The task: Reproduce every line of the listing below verbatim, leaving out the pictures.

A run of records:
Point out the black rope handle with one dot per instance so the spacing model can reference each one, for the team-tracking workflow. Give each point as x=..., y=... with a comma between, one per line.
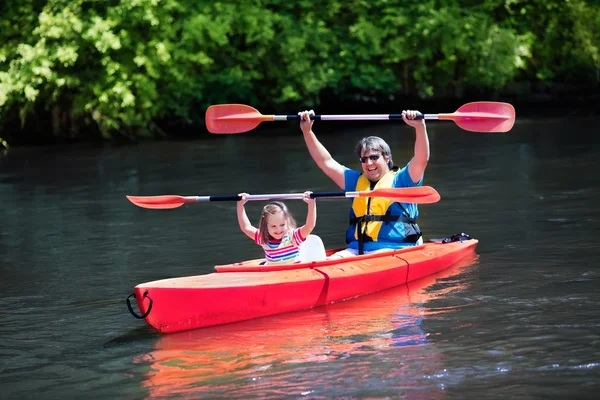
x=131, y=308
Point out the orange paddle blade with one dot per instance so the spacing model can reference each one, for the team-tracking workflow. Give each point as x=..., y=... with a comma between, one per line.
x=483, y=116
x=233, y=118
x=158, y=202
x=417, y=195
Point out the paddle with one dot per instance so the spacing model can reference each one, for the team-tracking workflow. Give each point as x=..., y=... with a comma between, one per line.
x=481, y=116
x=416, y=195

Result of this task:
Point out the black rope handle with one dot per instance so the spacing model can reference each one, for the team-tracking workflow. Give each point as x=..., y=... with a comma between, one per line.
x=131, y=308
Point out the orange paddle blade with one dot per instance so the spacing model can reference each one, for the team-tracking workflow. Give each point as x=..., y=... with a comma between, one per line.
x=483, y=116
x=233, y=118
x=158, y=202
x=417, y=195
Point out the paddle with one dot per instance so the spacing model can reference each one, for the team-tracking workflow. Give each point as x=..., y=... with a comma between, one per line.
x=481, y=116
x=416, y=195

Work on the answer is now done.